Many of the biblical subjects lining the walls may well have been chosen to carry this message promising of an eventual redemption. Two key figures in the furthering of that promise – Moses and David – are shown at the beginnings of their prophetic roles. David is anointed by Samuel, both of them wearing togas and Roman haircuts.
In a wonderful painting, Pharaoh’s daughter holds the infant Moses, standing amid the Nile waters, its reeds and rushes indicated by curls of the painter’s brush. The picture is at once naturalistically humanised and formally ceremonious, as befits so fateful a moment. The young woman, who after all has been bathing, is clad in nothing more than a transparently wet himation, in contrast to the modestly clothed figures of Moses’ mother Jochabed and his sister Miriam, looking anxiously on behind her. Before the princess is the bobbing crib – designed like a little ark, also typical of the cradles of its time and place – in which the child had been found. Not realistic at all are the expansive open-armed gestures, one made by the princess, the other by the infant, the mutual echo almost an anticipation of Madonna and Child – but in this case open to the awareness of the destiny that will unfold from this moment in the waters. The picture is at once formal and informal, hieratic and popular, mysterious and accessible, literary and iconic. If you were a Jewish father or mother in Dura-Europos and you were with your children in that synagogue there would be much to tell them, pointing this way and that at the painting.
The two human pillars of the Judaic story reappear again and again: Moses at the Burning Bush and, as an Aramaic inscription makes clear, ‘cleaving the sea’; David enthroned as a Jewish Orpheus, holding creation spellbound, and defeating the Philistines.
The principal patron-benefactor of the Dura community – the first Maecenas of the diaspora – was one Samuel, hence the prominence given to his namesake in the anointing of David. As was often the case in this earliest period, the synagogue (like Christian chapels of the time) had begun within his house. Samuel must have been wealthy enough to have afforded the ambitious expansion which followed, requiring the demolition of exterior walls and the creation of a fine roof-ceiling embellished with painted ceramic tiles. But socially, the Jews of Dura would have been as mixed a bunch as those of Elephantine half a millennium earlier. Like their Egyptian forebears they were mercenary soldiers, artisans and tradesmen, and some were even local officials, tax collectors – though unlike in Elephantine, some of them would have been slaves or ex-slaves made bondsmen by the Roman conquerors. Few, however, would have been ignorant of their Bible, certainly not while they could practically learn it from the glowing, brilliant frescoes. At Dura they had, through images, both synagogue and place of Judaic study all in one. It was a people’s Beit Hamidrash, an academy of study as well as a place of prayer, but visual, accessible, instinctive.

Short exercise 1:
In the passage on the Dura-Europos synagogue, what is Pharaoh's daughter wearing in the painting of the infant Moses?
Short exercise 2:
List every figure that the passage on the Dura-Europos synagogue places in the painting of the infant Moses in the Nile.
Short exercise 3:
According to the passage on the Dura-Europos synagogue, why is Samuel given prominence in the scene of David's anointing?

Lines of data

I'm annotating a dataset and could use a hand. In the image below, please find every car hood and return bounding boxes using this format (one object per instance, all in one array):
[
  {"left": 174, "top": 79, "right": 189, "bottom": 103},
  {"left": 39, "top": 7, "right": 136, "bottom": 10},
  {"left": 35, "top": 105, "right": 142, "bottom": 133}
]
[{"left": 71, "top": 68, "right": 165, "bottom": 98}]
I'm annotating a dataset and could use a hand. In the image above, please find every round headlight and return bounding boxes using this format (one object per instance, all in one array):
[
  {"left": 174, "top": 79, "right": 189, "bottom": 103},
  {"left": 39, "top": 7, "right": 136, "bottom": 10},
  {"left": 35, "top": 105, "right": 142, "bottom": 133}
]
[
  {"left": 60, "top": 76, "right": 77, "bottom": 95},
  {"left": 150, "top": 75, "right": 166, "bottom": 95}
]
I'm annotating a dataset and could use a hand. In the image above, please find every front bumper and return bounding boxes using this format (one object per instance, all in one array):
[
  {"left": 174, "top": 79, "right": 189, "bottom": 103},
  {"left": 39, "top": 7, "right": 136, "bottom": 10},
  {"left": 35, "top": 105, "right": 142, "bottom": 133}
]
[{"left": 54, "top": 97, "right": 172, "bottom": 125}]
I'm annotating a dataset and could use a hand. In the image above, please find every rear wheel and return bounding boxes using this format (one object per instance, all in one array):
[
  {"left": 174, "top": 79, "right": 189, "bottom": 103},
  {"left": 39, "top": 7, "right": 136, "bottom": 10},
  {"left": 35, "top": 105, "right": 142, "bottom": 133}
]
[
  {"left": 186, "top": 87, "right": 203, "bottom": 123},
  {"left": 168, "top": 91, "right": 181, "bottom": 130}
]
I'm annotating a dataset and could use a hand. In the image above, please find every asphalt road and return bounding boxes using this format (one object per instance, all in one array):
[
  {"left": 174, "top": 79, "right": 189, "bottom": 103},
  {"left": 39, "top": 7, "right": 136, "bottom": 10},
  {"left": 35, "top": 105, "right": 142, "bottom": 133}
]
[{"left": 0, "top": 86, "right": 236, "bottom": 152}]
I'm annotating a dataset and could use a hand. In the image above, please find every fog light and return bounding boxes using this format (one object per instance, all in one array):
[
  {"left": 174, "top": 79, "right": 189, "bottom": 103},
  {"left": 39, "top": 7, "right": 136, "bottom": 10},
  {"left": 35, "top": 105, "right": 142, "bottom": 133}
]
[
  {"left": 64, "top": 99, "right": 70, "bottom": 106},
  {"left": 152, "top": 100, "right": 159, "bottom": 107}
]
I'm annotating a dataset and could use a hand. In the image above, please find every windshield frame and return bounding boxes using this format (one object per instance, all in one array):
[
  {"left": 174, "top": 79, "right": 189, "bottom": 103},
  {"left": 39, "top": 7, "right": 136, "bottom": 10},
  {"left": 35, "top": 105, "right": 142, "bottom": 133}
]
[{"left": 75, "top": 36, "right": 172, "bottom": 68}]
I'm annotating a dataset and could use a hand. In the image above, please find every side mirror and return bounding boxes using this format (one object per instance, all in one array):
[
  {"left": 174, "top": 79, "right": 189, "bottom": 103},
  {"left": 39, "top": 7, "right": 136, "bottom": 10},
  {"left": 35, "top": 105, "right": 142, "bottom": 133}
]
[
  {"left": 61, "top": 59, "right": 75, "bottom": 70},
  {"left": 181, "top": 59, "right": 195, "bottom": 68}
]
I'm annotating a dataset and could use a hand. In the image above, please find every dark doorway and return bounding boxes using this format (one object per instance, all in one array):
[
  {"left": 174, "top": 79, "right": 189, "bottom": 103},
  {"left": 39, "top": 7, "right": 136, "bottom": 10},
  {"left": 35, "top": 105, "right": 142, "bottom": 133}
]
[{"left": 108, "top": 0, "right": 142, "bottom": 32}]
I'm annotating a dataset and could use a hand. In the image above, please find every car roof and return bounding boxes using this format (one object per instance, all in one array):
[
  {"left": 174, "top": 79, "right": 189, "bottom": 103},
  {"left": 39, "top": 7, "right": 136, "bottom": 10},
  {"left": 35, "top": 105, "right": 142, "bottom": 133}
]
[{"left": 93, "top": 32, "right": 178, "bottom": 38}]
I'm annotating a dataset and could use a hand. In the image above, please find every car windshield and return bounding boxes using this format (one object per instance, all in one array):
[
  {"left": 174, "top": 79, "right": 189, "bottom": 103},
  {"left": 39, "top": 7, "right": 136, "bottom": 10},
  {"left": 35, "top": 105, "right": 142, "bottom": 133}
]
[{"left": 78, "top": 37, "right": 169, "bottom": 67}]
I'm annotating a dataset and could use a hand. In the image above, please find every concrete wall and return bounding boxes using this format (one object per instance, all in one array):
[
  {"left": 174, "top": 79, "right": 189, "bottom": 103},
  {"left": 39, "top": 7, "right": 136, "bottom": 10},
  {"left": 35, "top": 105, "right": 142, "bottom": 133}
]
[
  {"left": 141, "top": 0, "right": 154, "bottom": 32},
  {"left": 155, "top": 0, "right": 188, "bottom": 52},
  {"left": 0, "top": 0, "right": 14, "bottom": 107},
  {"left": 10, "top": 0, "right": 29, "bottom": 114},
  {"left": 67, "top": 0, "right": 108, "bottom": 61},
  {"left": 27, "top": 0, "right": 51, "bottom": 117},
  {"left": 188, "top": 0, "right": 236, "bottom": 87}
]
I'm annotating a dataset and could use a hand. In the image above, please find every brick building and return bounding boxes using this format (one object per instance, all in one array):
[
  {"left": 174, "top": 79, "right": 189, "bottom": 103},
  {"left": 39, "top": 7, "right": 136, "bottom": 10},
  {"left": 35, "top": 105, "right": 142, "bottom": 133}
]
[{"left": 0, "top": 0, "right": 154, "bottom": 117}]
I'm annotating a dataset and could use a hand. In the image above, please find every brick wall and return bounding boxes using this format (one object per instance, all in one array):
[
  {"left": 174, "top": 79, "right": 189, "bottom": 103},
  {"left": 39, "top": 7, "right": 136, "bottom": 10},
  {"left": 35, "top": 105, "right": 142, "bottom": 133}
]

Correct output 1:
She wears nothing more than a transparently wet himation.

Correct output 2:
Pharaoh's daughter, the infant Moses, Moses' mother Jochabed, and his sister Miriam

Correct output 3:
The principal patron-benefactor of the Dura community was a man named Samuel. His namesake in the anointing of David was therefore given prominence.